Unconventional Materials: the mismatch between electronic charge centers and atomic positions

TL;DR

This paper identifies and characterizes unconventional materials with a mismatch between electronic charge centers and atomic positions, revealing 423 such compounds with diverse properties through high-throughput first-principles calculations.

Contribution

It introduces a new classification of unconventional materials based on band representations and real-space invariants, and performs large-scale screening to discover numerous examples.

Findings

423 unconventional compounds identified

Includes thermoelectronic materials and topological insulators

Potential applications in energy and electronics

Abstract

The complete band representations (BRs) have been constructed in the work of topological quantum chemistry. Each BR is expressed by either a localized orbital at a Wyckoff site in real space, or by a set of irreducible representations in momentum space. In this work, we define unconventional materials with a common feature of the mismatch between average electronic centers and atomic positions. They can be effectively diagnosed as whose occupied bands can be expressed as a sum of elementary BRs (eBRs), but not a sum of atomic-orbital-induced BRs (aBRs). The existence of an essential BR at an empty site is described by nonzero real-space invariants (RSIs). The "valence" states can be derived by the aBR decomposition, and unconventional materials are supposed to have an uncompensated total "valence" state. The high-throughput screening for unconventional materials has been performed through the first-principles calculations. We have discovered 423 unconventional compounds, including thermoelectronic materials, higher-order topological insulators, electrides, hydrogen storage materials, hydrogen evolution reaction electrocatalysts, electrodes, and superconductors. The diversity of these interesting properties and applications would be widely studied in the future.

== Given entries ==
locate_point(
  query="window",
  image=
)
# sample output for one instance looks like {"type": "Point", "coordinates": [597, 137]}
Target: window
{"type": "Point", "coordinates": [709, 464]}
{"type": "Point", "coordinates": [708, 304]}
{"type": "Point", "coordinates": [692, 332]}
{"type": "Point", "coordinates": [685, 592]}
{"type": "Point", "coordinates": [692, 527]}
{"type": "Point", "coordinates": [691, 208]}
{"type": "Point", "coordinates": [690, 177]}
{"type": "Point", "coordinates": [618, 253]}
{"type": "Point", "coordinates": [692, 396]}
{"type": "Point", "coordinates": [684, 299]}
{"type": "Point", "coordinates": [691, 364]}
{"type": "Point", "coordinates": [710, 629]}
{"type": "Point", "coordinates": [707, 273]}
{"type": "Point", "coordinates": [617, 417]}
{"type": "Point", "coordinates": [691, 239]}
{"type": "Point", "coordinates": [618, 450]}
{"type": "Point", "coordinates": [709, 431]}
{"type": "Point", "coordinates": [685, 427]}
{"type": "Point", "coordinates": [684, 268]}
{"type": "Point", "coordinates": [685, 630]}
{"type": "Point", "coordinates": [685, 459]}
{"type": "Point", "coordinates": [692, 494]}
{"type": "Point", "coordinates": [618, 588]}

== About this task ==
Answer these questions using the text on unconventional materials above.
(a) On what two things does the new classification of unconventional materials rest?
(b) How many unconventional compounds were discovered?
(c) What describes the existence of an essential BR at an empty site?

== Exercise output ==
(a) Band representations and real-space invariants.
(b) 423.
(c) Nonzero real-space invariants (RSIs).